Task requirements
What lines in the records below hold the string "query"? Please show them.

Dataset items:
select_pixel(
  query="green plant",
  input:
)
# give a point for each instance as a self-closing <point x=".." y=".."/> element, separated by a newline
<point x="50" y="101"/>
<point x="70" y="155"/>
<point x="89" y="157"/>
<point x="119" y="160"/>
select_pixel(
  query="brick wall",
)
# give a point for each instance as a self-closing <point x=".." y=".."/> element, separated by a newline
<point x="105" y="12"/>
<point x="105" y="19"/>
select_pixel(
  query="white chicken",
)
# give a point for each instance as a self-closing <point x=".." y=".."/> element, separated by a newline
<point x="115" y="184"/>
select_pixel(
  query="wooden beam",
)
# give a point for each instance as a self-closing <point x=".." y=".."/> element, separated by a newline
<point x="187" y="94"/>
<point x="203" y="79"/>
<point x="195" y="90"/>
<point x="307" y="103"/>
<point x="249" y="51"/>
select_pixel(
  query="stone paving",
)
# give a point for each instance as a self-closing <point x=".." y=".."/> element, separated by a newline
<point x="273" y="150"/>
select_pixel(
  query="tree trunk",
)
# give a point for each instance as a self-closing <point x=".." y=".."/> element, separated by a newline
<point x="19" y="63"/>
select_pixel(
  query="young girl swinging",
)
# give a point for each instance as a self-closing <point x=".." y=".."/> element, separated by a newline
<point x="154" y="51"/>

Task output
  query="green plant",
  query="brick wall",
  query="white chicken",
  query="wooden beam",
  query="stone paving",
  query="tree trunk",
  query="young girl swinging",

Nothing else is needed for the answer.